◆ **WHAT IS REQUIRED**
Output every record below verbatim, line for line, with nothing changed.

[Excerpts from point annotation data]
···

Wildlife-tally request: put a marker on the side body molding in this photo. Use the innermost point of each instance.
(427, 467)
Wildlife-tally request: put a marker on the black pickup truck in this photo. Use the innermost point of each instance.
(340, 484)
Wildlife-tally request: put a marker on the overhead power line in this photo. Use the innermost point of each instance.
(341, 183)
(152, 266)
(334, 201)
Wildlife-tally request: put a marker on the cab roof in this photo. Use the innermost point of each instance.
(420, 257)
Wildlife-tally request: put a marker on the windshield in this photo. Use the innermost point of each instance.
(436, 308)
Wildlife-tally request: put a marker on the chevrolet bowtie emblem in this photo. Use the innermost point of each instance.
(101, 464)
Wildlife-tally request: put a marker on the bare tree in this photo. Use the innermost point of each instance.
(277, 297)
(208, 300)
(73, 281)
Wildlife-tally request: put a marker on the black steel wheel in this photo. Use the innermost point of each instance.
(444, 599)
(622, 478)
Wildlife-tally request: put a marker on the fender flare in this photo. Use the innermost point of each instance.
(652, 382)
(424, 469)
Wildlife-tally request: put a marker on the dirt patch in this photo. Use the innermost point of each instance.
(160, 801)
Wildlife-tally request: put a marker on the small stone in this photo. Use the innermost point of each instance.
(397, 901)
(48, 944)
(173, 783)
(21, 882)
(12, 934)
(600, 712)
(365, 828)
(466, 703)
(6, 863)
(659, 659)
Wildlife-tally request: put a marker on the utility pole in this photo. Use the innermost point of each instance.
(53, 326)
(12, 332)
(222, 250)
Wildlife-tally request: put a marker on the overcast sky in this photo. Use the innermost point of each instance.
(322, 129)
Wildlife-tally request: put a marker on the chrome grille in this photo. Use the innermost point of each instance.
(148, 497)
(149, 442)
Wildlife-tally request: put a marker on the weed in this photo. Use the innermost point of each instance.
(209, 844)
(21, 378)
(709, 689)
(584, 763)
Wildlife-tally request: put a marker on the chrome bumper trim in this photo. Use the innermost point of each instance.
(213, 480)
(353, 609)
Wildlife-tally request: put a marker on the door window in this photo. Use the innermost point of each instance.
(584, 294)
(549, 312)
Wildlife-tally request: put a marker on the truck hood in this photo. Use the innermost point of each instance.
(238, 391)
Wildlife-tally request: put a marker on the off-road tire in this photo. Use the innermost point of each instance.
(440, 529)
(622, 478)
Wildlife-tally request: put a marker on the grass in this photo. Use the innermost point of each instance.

···

◆ **ANSWER IN FULL**
Wildlife-tally request: put a marker on the side body molding in this photo. Use the innermost point of each instance.
(427, 467)
Wildlife-tally request: put a marker on the black pickup truck in this photo. Use the innermost point of each instance.
(340, 484)
Wildlife-tally request: put a marker on the overhead power line in this photo. Use the innermost point of each instance.
(341, 183)
(152, 266)
(334, 201)
Wildlife-tally request: put a marker on the cab roof in this photo. Use the innermost point of each instance.
(420, 257)
Wildlife-tally request: put a marker on the windshield in this photo. Use the innermost point of each instance.
(436, 308)
Wildlife-tally request: put a marker on the chevrolet bowtie emblem in this photo. Use the innermost point of each instance.
(101, 464)
Wildlife-tally request: put a marker on the bare tree in this photo. Use the innermost point of each instance.
(277, 297)
(208, 300)
(73, 281)
Wildlife-tally request: put a marker on the black steel wheel in this photo. Use the innermost point of each instance.
(444, 599)
(622, 478)
Wildlife-tally request: put a marker on the fender flare in this photo. Use the innermost point of each instance.
(652, 382)
(424, 469)
Wildlife-tally request: put a marker on the dirt patch in this photo. Use the innermost point of each instance.
(160, 801)
Wildlife-tally request: put a marker on the small stone in this photo. Use the innermost point of each instance.
(397, 901)
(48, 944)
(173, 783)
(21, 882)
(12, 934)
(600, 712)
(365, 828)
(466, 703)
(6, 863)
(659, 659)
Wildlife-tally request: put a marker on the utility pole in this photo. Use the innermost point of each instance.
(53, 326)
(12, 332)
(222, 250)
Wildlife-tally request: put a marker on the overcast sky in this photo. Use the innermost point of each instance.
(322, 129)
Wildlife-tally request: put a marker on the chrome grille in this photo. Use the innermost point of each instance.
(148, 497)
(149, 442)
Wildlife-tally request: put a marker on the weed in this photo. Use the innermost point of each instance.
(209, 844)
(21, 378)
(709, 689)
(584, 763)
Wildlife-tally request: put a marker on the chrome bumper trim in this photo. Use the innermost point of each instance.
(213, 480)
(353, 609)
Wildlife-tally request: put a marker on the door window in this photo. Use the innermost point of each instance.
(584, 294)
(549, 312)
Wildlife-tally request: put a marker on the truck hood in this photo. Use the innermost point of each instance.
(238, 391)
Wildlife-tally request: put a marker on the off-road tire in this photo. Use the innermost point of each instance.
(440, 529)
(622, 478)
Wildlife-tally request: put a marker on the grass in this photo. Use the innermost point of each instance.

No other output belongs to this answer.